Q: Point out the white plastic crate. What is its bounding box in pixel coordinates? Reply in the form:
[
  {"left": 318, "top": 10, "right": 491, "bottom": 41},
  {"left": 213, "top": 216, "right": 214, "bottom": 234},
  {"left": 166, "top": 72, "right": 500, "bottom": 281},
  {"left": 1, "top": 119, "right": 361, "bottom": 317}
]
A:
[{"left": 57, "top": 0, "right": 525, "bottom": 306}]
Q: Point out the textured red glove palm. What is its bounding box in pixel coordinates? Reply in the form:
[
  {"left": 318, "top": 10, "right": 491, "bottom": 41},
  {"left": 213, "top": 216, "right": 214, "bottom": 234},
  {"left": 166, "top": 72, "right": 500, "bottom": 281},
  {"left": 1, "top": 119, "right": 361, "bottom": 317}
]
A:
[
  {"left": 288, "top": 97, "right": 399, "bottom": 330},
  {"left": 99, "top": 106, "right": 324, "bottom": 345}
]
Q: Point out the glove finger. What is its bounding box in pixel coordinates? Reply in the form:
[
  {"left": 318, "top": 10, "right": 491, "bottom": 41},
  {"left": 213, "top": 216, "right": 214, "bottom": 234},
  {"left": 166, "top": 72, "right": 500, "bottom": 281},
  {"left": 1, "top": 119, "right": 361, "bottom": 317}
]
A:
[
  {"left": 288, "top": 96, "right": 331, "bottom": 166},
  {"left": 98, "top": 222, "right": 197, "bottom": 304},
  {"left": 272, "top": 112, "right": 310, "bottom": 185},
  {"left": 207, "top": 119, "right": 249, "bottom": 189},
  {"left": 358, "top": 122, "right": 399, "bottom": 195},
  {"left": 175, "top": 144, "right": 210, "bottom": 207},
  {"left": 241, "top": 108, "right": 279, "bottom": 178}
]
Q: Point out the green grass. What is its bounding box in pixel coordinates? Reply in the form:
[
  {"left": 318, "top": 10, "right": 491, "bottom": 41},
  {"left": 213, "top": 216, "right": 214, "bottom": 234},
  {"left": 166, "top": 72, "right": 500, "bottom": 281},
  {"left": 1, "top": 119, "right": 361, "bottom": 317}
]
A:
= = = = = = =
Problem statement = Rewrite all of the records above with "pixel coordinates" changed to "image coordinates" everywhere it occurs, and keep every other character unchanged.

The response =
Q: Point out the white plastic crate. What is its bounding box in image coordinates? Reply in the form:
[
  {"left": 318, "top": 10, "right": 491, "bottom": 41},
  {"left": 213, "top": 216, "right": 214, "bottom": 234},
  {"left": 166, "top": 72, "right": 500, "bottom": 281},
  {"left": 1, "top": 119, "right": 361, "bottom": 317}
]
A:
[{"left": 57, "top": 0, "right": 525, "bottom": 306}]
Q: Point out the textured red glove palm. What is its bounding box in image coordinates? Reply in the form:
[
  {"left": 318, "top": 10, "right": 491, "bottom": 41},
  {"left": 213, "top": 216, "right": 214, "bottom": 234},
  {"left": 166, "top": 72, "right": 500, "bottom": 281},
  {"left": 1, "top": 119, "right": 361, "bottom": 317}
]
A:
[
  {"left": 288, "top": 97, "right": 399, "bottom": 330},
  {"left": 99, "top": 106, "right": 324, "bottom": 345}
]
Q: Point out the glove finger. What is its bounding box in image coordinates? Reply in the form:
[
  {"left": 318, "top": 10, "right": 491, "bottom": 41},
  {"left": 213, "top": 216, "right": 214, "bottom": 234},
  {"left": 166, "top": 72, "right": 500, "bottom": 281},
  {"left": 1, "top": 119, "right": 361, "bottom": 317}
]
A:
[
  {"left": 288, "top": 96, "right": 331, "bottom": 166},
  {"left": 98, "top": 222, "right": 197, "bottom": 304},
  {"left": 272, "top": 112, "right": 310, "bottom": 185},
  {"left": 207, "top": 119, "right": 249, "bottom": 189},
  {"left": 358, "top": 122, "right": 399, "bottom": 195},
  {"left": 175, "top": 144, "right": 210, "bottom": 207},
  {"left": 241, "top": 108, "right": 279, "bottom": 178}
]
Q: Point out the green grass. What is its bounding box in image coordinates? Reply in the form:
[
  {"left": 318, "top": 10, "right": 491, "bottom": 41},
  {"left": 213, "top": 216, "right": 214, "bottom": 234},
  {"left": 166, "top": 72, "right": 500, "bottom": 281},
  {"left": 1, "top": 119, "right": 361, "bottom": 317}
]
A:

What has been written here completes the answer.